La mondialisation de l’économie et le développement d’une énorme sphère financière autonome peuvent être considérés comme les principales caractéristiques de la dernière décennie. Néanmoins, du point de vue de l’industrie des cosmétiques, la décennie a aussi été marquée par le développement d’une forte demande pour de produits éthiques et écologiques. Une demande d’abord centrée sur l’Europe, avec la France et l’Allemagne comme principaux marchés de la cosmétique équitable, naturelle ou bio. Mais, avant la crise financière, l’Amérique du Nord refaisait très rapidement son retard.

Selon la société d’études de marchés Kline & Company, la croissance du segment des produits naturels en 2007 aux États-Unis surpassait très largement celle du marché général, avec un taux de croissance de 13% pour le naturel, en fort contraste avec les 3% du marché général.

Le marché éthique va continuer à croître

Cette tendance va-t-elle se poursuivre ? Les informations en provenance des détaillants ouest-européens et états-uniens laissent penser que leurs chiffres d’affaires se détériorent rapidement. Au moment où les consommateurs risque de faire face à une compression de leurs revenus, certains analystes suggèrent qu’une part conséquente de la demande va se déplacer vers les produits à bas prix et vers les discounters, avec des consommateurs abandonnant leurs valeurs pour les prix bas.

« Nous pouvons déjà voir les changements d’attitude qui affectent les habitudes d’achat des clients… les consommateurs ne sont pas prêts à payer un supplément s’il ne peuvent pas sentir la différence, » déclarait tout récemment à CNNMoney.com, Andy Bond, le Pdg du britannique Asda, le second plus gros détaillant du Royaume.

Pourtant, l’intérêt des consommateurs pour les produits éco-sympathiques et le commerce équitable ne s’est tout de même pas évaporé soudainement ! En fait, le 9ème rapport annuel de la Co-operative Bank sur les dépenses vertes montre que le retournement de l’économie ne devrait pas affecter la croissance du consumérisme éthique. Le rapport, qui sert aussi de baromètre du marché éthique au Royaume-Uni, révèle qu’en dépit des premiers soubresauts de la récession ressentis vers la fin de l’année dernière, le marché de l’éthique atteignait 35,5 milliards de livres en 2007, soit une croissance de près de 15 pourcent sur les 12 derniers mois.

▶ [Travail demandé]
1. Répondez à ces questions sur le texte consacré à la cosmétique éthique :
(a) D'après Kline & Company, quel taux de croissance le segment des produits naturels a-t-il atteint aux États-Unis en 2007 ?
(b) Quel poste Andy Bond occupe-t-il ?
(c) Selon le rapport de la Co-operative Bank, à combien s'élevait le marché de l'éthique en 2007 ?
2. Reproduisez le passage du texte consacré à la cosmétique éthique, en commençant à « Selon la société » et en terminant à « les prix bas. ».
Les enregistrements qui suivent proviennent d'une autre source.

▶ [Enregistrements listés]

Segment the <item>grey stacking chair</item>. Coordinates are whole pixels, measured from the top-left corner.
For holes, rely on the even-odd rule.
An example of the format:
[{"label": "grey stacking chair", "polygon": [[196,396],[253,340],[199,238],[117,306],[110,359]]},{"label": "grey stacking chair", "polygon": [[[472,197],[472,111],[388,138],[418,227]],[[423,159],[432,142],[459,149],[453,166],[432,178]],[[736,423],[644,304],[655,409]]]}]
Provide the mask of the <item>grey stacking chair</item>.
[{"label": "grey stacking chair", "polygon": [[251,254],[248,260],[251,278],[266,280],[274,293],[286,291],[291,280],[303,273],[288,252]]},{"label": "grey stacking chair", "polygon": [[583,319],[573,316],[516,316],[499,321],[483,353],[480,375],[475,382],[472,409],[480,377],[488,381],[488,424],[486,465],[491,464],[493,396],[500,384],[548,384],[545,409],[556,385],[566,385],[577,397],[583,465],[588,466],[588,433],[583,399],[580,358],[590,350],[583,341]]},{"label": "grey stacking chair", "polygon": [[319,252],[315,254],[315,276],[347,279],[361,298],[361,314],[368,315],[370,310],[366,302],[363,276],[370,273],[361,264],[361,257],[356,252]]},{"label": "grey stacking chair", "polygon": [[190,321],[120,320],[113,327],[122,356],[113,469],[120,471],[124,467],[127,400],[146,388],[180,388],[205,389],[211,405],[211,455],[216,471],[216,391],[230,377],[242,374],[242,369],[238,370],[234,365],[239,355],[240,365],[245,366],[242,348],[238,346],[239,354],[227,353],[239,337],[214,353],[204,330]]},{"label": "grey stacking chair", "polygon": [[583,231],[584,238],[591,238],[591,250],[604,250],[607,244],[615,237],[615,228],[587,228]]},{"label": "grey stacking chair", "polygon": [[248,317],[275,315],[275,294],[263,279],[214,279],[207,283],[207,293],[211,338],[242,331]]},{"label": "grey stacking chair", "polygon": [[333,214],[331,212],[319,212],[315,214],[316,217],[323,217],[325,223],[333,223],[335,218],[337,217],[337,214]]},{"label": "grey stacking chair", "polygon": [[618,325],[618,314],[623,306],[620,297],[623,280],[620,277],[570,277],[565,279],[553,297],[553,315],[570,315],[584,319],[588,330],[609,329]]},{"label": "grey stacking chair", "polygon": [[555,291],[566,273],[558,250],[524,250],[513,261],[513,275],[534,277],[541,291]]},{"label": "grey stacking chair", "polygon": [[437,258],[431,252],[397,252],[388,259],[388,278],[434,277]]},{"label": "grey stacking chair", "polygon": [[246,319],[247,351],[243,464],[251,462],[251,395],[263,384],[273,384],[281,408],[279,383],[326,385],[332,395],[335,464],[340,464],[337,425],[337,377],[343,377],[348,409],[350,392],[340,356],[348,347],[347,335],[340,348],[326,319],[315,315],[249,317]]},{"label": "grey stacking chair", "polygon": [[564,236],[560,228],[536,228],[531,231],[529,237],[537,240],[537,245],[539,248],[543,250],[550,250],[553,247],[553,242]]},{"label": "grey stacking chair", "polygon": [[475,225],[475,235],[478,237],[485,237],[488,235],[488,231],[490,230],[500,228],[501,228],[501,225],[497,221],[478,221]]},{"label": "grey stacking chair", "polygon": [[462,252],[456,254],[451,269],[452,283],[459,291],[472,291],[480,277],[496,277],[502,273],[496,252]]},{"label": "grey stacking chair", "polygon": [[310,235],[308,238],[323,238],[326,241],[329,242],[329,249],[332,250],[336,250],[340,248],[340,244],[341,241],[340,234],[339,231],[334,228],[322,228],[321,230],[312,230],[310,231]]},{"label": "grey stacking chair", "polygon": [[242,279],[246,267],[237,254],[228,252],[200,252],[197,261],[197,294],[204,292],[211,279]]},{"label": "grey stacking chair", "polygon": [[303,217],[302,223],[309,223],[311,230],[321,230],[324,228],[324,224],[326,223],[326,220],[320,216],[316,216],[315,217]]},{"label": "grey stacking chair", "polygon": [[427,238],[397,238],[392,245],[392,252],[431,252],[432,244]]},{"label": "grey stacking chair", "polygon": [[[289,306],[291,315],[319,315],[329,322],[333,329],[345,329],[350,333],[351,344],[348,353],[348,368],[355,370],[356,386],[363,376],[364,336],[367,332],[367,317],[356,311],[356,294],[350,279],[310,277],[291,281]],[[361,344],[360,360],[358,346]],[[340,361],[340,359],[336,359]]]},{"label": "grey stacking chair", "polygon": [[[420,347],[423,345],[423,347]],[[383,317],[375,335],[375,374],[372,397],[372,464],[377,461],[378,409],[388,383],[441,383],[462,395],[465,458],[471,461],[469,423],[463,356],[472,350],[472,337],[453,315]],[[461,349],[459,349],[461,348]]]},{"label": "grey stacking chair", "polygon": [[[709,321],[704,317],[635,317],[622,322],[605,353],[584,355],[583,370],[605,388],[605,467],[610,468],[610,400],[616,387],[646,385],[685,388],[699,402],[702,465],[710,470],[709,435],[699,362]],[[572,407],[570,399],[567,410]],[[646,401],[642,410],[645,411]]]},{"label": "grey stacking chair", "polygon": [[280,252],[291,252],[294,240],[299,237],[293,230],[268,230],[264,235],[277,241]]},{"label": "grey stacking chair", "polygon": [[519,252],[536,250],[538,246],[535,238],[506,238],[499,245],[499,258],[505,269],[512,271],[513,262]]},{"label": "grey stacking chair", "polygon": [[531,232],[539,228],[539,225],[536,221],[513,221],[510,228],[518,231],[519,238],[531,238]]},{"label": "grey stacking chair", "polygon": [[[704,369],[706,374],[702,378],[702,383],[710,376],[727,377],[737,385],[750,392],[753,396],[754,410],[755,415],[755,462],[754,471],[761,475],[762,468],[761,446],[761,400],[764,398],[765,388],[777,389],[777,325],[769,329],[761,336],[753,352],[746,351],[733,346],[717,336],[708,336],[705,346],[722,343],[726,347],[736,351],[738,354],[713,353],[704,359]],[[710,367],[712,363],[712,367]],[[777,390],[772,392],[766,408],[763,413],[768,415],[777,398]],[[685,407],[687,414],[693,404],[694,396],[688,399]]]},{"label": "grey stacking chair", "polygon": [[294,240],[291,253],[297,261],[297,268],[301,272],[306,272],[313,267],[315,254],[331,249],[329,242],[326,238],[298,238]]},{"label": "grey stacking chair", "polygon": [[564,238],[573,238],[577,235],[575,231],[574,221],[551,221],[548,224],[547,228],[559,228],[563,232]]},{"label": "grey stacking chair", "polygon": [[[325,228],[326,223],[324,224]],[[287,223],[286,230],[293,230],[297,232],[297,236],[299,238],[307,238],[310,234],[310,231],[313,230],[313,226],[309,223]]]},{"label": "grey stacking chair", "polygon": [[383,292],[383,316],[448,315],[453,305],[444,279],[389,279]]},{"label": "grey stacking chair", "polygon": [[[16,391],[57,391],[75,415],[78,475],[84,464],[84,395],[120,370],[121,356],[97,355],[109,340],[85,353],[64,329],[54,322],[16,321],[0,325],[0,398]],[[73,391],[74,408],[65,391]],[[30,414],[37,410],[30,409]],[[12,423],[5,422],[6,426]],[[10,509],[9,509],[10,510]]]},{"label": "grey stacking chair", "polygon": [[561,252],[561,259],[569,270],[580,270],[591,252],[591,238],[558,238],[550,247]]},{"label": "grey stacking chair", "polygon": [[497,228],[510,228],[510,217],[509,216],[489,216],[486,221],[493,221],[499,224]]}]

▶ [Corrigé]
1.
(a) 13 %.
(b) Il est le Pdg d'Asda.
(c) 35,5 milliards de livres.

2.
Selon la société d’études de marchés Kline & Company, la croissance du segment des produits naturels en 2007 aux États-Unis surpassait très largement celle du marché général, avec un taux de croissance de 13% pour le naturel, en fort contraste avec les 3% du marché général.

Le marché éthique va continuer à croître

Cette tendance va-t-elle se poursuivre ? Les informations en provenance des détaillants ouest-européens et états-uniens laissent penser que leurs chiffres d’affaires se détériorent rapidement. Au moment où les consommateurs risque de faire face à une compression de leurs revenus, certains analystes suggèrent qu’une part conséquente de la demande va se déplacer vers les produits à bas prix et vers les discounters, avec des consommateurs abandonnant leurs valeurs pour les prix bas.